# [Input]
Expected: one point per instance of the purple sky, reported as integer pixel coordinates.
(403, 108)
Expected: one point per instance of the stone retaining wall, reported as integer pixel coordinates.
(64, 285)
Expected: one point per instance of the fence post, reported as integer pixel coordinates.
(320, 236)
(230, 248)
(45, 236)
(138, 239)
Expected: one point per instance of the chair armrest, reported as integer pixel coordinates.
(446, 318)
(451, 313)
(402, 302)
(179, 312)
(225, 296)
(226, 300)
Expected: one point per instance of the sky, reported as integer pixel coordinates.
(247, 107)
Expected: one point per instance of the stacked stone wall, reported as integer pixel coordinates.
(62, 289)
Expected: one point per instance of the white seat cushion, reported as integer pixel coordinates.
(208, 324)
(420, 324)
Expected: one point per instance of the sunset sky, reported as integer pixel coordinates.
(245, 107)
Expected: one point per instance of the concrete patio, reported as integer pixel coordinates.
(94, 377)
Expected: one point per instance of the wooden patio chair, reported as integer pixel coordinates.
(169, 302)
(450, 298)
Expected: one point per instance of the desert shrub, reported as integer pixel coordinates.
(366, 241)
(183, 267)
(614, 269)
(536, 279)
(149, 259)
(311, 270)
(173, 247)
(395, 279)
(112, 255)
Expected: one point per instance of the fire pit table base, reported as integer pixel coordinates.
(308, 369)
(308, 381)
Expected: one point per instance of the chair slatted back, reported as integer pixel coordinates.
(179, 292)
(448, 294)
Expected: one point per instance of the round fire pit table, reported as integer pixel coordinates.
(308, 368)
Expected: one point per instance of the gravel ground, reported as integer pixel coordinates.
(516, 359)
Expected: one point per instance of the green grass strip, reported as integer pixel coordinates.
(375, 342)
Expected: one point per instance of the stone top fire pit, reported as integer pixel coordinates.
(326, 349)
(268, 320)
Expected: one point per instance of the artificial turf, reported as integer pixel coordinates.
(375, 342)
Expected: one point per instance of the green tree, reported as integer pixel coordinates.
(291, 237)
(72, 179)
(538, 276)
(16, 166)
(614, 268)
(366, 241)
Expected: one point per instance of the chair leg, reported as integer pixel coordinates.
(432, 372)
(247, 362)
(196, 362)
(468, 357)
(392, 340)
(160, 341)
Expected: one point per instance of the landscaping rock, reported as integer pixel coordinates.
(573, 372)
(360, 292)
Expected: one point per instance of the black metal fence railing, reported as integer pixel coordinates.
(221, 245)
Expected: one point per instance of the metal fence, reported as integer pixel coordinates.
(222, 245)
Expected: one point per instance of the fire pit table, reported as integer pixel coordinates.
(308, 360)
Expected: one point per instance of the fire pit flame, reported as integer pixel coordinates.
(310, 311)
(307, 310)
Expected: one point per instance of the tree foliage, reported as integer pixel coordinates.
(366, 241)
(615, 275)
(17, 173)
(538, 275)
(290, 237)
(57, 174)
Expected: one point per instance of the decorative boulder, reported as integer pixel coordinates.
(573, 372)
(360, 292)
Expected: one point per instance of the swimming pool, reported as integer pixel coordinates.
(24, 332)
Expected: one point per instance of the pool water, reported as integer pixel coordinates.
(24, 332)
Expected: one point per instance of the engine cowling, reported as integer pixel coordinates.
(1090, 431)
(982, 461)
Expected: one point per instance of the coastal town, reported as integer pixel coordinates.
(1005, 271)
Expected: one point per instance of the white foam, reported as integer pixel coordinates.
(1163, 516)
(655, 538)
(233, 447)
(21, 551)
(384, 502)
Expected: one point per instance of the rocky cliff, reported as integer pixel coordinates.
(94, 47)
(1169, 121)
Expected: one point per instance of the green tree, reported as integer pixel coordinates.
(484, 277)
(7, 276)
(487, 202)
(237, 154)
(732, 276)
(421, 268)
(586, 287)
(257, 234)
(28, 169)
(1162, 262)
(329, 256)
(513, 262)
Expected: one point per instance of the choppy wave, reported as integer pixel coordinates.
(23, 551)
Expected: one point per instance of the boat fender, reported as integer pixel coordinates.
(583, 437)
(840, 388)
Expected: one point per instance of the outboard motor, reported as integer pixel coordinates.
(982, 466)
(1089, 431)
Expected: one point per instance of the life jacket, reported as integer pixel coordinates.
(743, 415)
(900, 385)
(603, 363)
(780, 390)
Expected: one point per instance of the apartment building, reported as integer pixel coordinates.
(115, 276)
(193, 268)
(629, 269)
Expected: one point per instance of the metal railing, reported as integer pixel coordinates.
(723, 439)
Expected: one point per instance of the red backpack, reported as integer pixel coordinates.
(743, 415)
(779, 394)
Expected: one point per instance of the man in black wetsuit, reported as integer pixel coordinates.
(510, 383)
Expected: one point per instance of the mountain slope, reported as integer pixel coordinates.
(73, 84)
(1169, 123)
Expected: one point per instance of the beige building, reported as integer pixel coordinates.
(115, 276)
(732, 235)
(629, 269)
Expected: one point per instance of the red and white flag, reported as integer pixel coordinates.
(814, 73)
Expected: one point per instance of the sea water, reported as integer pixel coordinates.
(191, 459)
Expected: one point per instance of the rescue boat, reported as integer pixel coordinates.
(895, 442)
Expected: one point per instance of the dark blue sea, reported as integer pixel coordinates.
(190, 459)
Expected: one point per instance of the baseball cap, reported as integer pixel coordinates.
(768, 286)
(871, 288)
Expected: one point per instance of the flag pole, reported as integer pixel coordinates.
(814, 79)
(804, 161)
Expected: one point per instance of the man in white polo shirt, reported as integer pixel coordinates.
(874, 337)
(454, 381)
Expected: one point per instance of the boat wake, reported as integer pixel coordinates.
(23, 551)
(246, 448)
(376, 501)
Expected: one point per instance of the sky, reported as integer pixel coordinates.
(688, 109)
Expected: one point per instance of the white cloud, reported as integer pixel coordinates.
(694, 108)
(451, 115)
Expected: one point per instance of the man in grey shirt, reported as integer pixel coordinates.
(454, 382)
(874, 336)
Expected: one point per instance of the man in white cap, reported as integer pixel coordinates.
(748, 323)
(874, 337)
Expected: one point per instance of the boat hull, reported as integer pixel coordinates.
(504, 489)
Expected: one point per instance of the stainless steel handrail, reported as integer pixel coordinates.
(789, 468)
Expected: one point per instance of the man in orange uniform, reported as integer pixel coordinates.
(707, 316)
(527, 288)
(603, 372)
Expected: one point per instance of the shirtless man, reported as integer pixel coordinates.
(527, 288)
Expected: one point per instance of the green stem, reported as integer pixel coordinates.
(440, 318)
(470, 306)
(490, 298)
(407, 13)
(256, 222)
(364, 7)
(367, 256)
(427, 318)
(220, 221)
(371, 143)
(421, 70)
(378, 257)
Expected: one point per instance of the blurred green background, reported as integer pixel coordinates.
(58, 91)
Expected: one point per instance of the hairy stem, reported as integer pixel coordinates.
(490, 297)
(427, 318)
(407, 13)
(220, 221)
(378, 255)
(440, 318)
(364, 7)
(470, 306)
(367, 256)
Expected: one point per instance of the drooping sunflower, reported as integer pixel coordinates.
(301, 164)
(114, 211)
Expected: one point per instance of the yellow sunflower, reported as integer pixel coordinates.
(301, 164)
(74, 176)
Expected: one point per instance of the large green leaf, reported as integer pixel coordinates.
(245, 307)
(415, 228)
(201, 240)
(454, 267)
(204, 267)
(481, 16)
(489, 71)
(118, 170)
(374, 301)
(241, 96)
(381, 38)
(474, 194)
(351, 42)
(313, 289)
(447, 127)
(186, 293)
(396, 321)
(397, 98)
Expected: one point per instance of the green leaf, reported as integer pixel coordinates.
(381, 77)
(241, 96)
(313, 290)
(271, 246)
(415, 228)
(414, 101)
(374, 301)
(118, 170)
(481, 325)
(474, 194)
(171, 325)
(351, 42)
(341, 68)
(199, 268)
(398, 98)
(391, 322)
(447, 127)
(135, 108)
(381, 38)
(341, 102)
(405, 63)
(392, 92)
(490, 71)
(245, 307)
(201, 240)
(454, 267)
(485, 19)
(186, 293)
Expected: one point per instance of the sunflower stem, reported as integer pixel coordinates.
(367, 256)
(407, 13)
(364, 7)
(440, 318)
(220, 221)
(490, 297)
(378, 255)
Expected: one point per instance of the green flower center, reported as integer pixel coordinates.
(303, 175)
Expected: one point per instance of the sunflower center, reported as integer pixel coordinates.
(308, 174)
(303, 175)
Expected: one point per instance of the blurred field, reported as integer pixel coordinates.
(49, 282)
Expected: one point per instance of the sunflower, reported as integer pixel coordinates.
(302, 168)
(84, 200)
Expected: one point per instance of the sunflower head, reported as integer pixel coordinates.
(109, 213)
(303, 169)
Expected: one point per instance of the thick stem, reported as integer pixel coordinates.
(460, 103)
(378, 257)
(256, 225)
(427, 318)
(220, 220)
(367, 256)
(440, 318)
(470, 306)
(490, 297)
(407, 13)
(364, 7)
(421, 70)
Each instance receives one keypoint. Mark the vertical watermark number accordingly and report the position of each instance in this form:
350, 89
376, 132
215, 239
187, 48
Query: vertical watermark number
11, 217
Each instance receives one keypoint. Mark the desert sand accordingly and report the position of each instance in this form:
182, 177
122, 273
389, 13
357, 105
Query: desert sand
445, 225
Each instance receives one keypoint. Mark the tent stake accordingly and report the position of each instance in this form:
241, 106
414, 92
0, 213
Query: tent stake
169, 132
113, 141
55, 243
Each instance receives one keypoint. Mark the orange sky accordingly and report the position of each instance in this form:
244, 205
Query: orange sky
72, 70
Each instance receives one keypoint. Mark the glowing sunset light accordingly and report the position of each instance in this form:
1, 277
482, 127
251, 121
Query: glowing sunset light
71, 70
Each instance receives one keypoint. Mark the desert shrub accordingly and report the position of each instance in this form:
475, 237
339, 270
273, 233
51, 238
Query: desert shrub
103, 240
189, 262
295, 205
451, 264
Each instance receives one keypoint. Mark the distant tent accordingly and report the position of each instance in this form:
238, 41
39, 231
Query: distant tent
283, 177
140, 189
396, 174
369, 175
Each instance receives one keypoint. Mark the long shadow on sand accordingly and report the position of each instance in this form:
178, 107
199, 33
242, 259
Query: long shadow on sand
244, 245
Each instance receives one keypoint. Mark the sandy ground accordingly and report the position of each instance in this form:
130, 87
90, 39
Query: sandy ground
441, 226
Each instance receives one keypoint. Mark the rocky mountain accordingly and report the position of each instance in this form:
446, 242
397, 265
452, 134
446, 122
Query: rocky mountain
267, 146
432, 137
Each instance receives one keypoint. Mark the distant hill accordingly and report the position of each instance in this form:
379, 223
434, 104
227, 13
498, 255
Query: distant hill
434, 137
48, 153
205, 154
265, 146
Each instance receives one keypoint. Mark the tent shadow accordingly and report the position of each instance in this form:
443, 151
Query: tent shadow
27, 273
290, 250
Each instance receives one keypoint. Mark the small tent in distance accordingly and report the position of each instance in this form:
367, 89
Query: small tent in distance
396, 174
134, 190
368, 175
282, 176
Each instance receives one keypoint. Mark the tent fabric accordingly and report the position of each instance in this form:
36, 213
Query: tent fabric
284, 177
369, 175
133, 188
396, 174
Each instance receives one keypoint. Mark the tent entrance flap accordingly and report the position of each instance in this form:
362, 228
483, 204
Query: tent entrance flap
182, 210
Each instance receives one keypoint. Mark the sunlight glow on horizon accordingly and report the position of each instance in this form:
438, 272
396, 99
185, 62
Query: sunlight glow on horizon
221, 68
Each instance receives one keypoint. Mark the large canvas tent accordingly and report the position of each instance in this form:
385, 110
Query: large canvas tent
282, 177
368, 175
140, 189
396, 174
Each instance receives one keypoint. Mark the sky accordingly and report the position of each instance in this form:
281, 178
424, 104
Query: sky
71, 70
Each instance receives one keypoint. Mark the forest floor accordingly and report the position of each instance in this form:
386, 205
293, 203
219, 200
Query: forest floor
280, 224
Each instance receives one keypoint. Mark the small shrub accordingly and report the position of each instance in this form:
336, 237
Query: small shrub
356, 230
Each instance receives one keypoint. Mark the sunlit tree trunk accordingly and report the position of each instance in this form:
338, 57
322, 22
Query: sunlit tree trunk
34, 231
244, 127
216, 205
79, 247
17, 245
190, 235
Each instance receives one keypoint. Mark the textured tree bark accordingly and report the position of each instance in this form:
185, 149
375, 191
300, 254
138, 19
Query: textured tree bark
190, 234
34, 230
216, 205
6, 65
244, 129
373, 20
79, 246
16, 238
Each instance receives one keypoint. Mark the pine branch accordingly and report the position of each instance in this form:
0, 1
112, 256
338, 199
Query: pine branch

# [Goal of the exercise]
What are the lines above, starting at the one with "Each instance receives one keypoint. Mark the sandy" and ending at the one with "Each instance receives one keypoint. Mark the rocky"? Give them again exactly, and only them.

# [Reply]
Each instance receives one keypoint. Mark the sandy ground accordingly and report the position of each instance in this form:
130, 87
90, 39
Query: sandy ground
441, 226
Each instance receives one keypoint. Mark the rocky mountain accordingly and report the position of each instance in this form:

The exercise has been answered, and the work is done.